**** SOURCE DOCUMENT

# Gander Underachieves Again



## Skinner 2 (Mar 19, 2004)

Critter said:


> Lots of subs out there now besides Pyro. If you have to try at sub at some point 777 works great in my cap ignition guns, both traditional and my Knights. Just FYI.


Thanks Critter I will keep that in mind. I have not had any issues finding black powder and it works so well I don't plan on changing but If for some reason I do then 777 is easy to remember.

Skinner


----------



## RAMBOY (Jul 20, 2008)

The situation is getting worse. Driving back from Chicago today, I stopped at Cabelas in Hammond, Indiana. I go to the gun counter and ask for 2F black powder. The clerk walks me to an aisle and picks up 777 and says "here is the 2F powder". I had to explain to him the difference between black powder and the substitutes.


----------



## Critter (Mar 3, 2006)

********
**** ENTRIES SHOWN

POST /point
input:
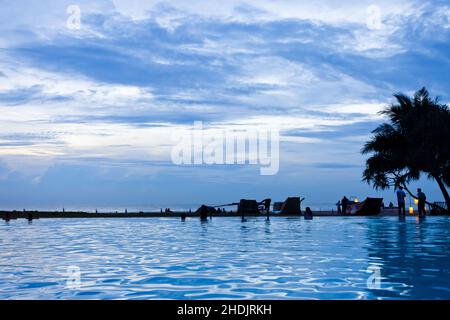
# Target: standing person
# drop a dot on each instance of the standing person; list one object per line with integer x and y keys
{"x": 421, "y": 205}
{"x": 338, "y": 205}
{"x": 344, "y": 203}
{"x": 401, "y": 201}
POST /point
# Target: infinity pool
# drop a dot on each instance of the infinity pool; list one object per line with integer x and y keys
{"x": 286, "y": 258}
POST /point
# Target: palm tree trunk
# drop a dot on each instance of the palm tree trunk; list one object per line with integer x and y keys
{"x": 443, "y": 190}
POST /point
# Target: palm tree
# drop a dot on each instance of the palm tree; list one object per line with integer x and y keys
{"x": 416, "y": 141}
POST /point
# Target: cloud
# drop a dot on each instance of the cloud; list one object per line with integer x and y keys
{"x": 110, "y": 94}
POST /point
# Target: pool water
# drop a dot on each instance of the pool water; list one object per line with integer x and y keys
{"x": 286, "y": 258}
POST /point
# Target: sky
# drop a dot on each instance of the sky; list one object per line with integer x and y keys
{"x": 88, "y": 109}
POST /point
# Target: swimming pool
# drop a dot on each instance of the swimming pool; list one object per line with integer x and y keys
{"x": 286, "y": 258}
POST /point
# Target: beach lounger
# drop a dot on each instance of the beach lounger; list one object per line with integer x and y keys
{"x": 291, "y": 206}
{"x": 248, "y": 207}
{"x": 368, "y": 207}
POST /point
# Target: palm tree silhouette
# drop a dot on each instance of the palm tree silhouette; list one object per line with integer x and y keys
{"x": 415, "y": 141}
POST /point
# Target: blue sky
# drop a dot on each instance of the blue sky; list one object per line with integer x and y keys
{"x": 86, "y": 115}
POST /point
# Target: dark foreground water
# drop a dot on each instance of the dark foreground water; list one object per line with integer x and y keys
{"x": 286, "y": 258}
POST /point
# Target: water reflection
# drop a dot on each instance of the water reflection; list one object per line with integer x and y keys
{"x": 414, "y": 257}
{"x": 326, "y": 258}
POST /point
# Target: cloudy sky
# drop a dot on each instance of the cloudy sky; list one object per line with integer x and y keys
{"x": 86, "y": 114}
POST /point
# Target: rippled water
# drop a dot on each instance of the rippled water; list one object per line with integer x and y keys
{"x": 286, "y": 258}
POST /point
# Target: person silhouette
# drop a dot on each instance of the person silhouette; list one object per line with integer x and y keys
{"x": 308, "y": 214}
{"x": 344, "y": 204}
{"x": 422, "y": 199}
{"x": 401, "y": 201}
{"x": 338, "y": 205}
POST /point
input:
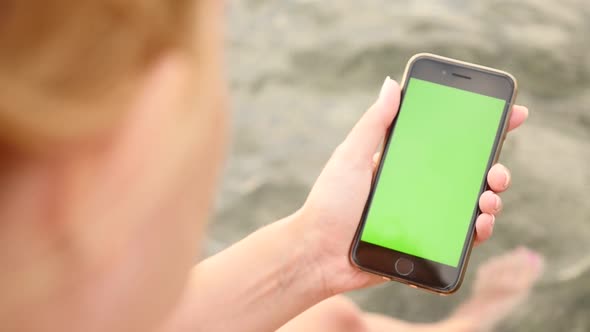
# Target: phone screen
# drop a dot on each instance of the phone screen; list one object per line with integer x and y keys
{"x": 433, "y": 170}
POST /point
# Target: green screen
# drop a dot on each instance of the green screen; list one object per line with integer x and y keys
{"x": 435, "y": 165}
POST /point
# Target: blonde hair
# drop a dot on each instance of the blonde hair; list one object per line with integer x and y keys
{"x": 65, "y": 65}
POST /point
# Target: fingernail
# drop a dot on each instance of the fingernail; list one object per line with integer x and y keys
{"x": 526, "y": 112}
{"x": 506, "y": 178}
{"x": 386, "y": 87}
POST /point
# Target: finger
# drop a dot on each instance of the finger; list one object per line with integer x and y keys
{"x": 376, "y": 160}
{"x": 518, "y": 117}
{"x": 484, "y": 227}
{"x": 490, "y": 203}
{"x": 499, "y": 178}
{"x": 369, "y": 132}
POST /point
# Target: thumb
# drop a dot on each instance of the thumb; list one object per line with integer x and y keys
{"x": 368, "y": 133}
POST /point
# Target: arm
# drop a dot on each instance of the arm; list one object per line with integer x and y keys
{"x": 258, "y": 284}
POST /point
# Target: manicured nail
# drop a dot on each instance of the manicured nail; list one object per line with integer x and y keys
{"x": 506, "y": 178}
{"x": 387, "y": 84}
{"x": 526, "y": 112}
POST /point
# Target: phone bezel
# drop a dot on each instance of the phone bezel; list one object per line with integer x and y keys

********

▸ TASK SET:
1/ According to the black powder thread, why does Skinner not intend to switch from black powder to a substitute? Reply in one to three sentences.
2/ Carry the black powder thread forward from the point at which it stops.
The entries above were drawn from a separate source.

▸ EXPECTED RESPONSES:
1/ Skinner has had no trouble finding black powder, and it works so well that he sees no reason to change.

2/
Stop going to corporate shops and expecting quality employees. Go to a private shop, but then you wouldn't have anything to complain about I guess.


----------



## Skinner 2 (Mar 19, 2004)

Critter said:


> Stop going to corporate shops and expecting quality employees. Go to a private shop, but then you wouldn't have anything to complain about I guess.





Boy is that a mouthful!

Skinner


----------



## Huffy (Jan 19, 2009)

Critter said:


> Stop going to corporate shops and expecting quality employees. Go to a private shop, but then you wouldn't have anything to complain about I guess.


Oh, we'd always find something to complain about. 

Seriously, though. Even the private shops up here are all sold out of just about everything - if they even carried it in the first place. You don't see black powder at many shops anymore, just the substitutes.


----------



## RAMBOY (Jul 20, 2008)

Shooters's Service in Livonia has black powder but cannot sell it to me. They are waiting for their license to be renewed by the government.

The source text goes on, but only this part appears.